(Entries from a pointing dataset)
§
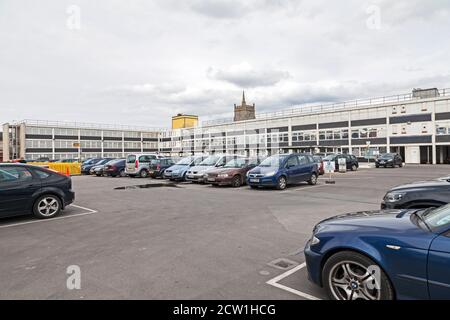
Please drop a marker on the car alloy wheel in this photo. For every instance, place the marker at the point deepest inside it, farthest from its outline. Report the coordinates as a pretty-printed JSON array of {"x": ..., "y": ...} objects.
[
  {"x": 349, "y": 275},
  {"x": 236, "y": 181},
  {"x": 143, "y": 174},
  {"x": 47, "y": 207},
  {"x": 282, "y": 183}
]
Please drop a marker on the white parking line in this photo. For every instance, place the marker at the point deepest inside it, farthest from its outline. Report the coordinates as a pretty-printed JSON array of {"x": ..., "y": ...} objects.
[
  {"x": 89, "y": 211},
  {"x": 274, "y": 282}
]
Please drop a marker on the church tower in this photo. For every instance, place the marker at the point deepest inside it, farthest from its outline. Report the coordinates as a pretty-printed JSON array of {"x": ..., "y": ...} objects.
[{"x": 244, "y": 111}]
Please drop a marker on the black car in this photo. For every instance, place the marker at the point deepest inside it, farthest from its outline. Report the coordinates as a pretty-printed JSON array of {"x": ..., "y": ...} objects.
[
  {"x": 418, "y": 195},
  {"x": 158, "y": 166},
  {"x": 389, "y": 160},
  {"x": 115, "y": 168},
  {"x": 350, "y": 160},
  {"x": 26, "y": 189}
]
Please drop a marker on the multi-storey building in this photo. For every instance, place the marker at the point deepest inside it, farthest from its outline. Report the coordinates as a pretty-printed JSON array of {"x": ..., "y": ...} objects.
[
  {"x": 31, "y": 139},
  {"x": 416, "y": 125}
]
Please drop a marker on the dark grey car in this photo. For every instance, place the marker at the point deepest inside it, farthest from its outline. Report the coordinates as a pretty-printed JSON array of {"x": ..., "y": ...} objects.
[{"x": 417, "y": 195}]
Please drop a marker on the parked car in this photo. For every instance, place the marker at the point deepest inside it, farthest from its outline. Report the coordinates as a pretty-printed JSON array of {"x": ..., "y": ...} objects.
[
  {"x": 350, "y": 160},
  {"x": 86, "y": 168},
  {"x": 319, "y": 161},
  {"x": 233, "y": 173},
  {"x": 382, "y": 255},
  {"x": 138, "y": 164},
  {"x": 98, "y": 169},
  {"x": 389, "y": 160},
  {"x": 115, "y": 168},
  {"x": 198, "y": 173},
  {"x": 29, "y": 189},
  {"x": 422, "y": 194},
  {"x": 283, "y": 169},
  {"x": 158, "y": 166},
  {"x": 178, "y": 171}
]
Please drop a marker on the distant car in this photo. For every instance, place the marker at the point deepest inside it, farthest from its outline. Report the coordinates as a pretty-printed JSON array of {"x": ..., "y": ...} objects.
[
  {"x": 233, "y": 173},
  {"x": 178, "y": 171},
  {"x": 158, "y": 166},
  {"x": 283, "y": 169},
  {"x": 382, "y": 255},
  {"x": 29, "y": 189},
  {"x": 198, "y": 173},
  {"x": 350, "y": 160},
  {"x": 86, "y": 168},
  {"x": 138, "y": 164},
  {"x": 319, "y": 161},
  {"x": 422, "y": 194},
  {"x": 389, "y": 160},
  {"x": 115, "y": 168}
]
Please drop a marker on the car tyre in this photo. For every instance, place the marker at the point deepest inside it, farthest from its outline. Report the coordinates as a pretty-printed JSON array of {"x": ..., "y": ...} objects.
[
  {"x": 236, "y": 183},
  {"x": 313, "y": 180},
  {"x": 143, "y": 174},
  {"x": 281, "y": 183},
  {"x": 346, "y": 276},
  {"x": 47, "y": 206}
]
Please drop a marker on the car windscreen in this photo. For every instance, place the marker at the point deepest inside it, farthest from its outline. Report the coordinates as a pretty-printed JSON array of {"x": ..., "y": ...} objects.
[
  {"x": 210, "y": 161},
  {"x": 273, "y": 161},
  {"x": 437, "y": 218},
  {"x": 185, "y": 161},
  {"x": 236, "y": 163}
]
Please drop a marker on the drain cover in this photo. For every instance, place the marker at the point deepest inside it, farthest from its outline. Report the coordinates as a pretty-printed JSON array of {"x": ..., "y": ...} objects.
[{"x": 282, "y": 264}]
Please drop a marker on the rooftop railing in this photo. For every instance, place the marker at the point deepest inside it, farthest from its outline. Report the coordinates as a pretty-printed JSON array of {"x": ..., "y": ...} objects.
[
  {"x": 330, "y": 107},
  {"x": 87, "y": 125}
]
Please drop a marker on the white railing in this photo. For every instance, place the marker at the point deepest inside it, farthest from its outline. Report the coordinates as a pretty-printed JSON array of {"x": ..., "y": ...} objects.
[
  {"x": 87, "y": 125},
  {"x": 330, "y": 107}
]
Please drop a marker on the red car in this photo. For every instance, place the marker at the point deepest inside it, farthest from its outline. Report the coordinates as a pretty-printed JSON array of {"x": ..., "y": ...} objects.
[{"x": 233, "y": 173}]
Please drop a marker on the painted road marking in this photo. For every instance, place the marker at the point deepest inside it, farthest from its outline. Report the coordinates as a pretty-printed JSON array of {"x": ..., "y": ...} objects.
[
  {"x": 274, "y": 282},
  {"x": 88, "y": 212}
]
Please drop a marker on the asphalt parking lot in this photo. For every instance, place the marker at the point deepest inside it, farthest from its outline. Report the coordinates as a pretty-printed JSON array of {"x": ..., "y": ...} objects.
[{"x": 183, "y": 241}]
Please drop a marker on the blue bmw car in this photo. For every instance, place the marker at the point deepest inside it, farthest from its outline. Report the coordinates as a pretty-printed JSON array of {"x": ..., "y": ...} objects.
[{"x": 382, "y": 255}]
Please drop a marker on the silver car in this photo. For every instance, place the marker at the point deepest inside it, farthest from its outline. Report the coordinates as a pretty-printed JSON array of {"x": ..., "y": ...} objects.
[
  {"x": 199, "y": 173},
  {"x": 138, "y": 164}
]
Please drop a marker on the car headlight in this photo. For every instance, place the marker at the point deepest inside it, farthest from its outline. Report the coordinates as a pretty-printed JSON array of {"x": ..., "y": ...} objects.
§
Written exercise
Above are the records; copy exactly the lines from the one with "Please drop a marker on the painted" through the final line.

Solution to this task
Please drop a marker on the painted road marking in this photo. For every instance, place the marker at the point deepest inside it, farthest from its outline. Report the coordinates as a pretty-printed JSON array of {"x": ..., "y": ...} objects.
[
  {"x": 274, "y": 282},
  {"x": 88, "y": 212}
]
Please drop a marker on the asphalt parking lot in this photo. For every instance, place the marker at the point deepest inside it, farthest from its outline. Report the coordinates as a pretty-printed JSON array of {"x": ..., "y": ...} objects.
[{"x": 183, "y": 241}]
Please drop a marker on the blue bmw car in this photo. For every instance, place the marker at the point deepest inside it, farthest from its outline. Report the coordinates as a pretty-printed JSON array of {"x": ..., "y": ...} objects.
[{"x": 382, "y": 255}]
Please drop a marker on the silver car in this photo. For every instance, place the marker at the point deepest inside it, farthest from its outline. Report the coordinates as a pretty-printed JSON array of {"x": ..., "y": ...} objects.
[
  {"x": 199, "y": 173},
  {"x": 138, "y": 164}
]
Please drop a marker on the car headlight in this photo. For every instance, place the marker at the point deepest inside it, farthest from its outline. Report the coordinates as a pretty-printed JSON array of {"x": ..., "y": ...} objects.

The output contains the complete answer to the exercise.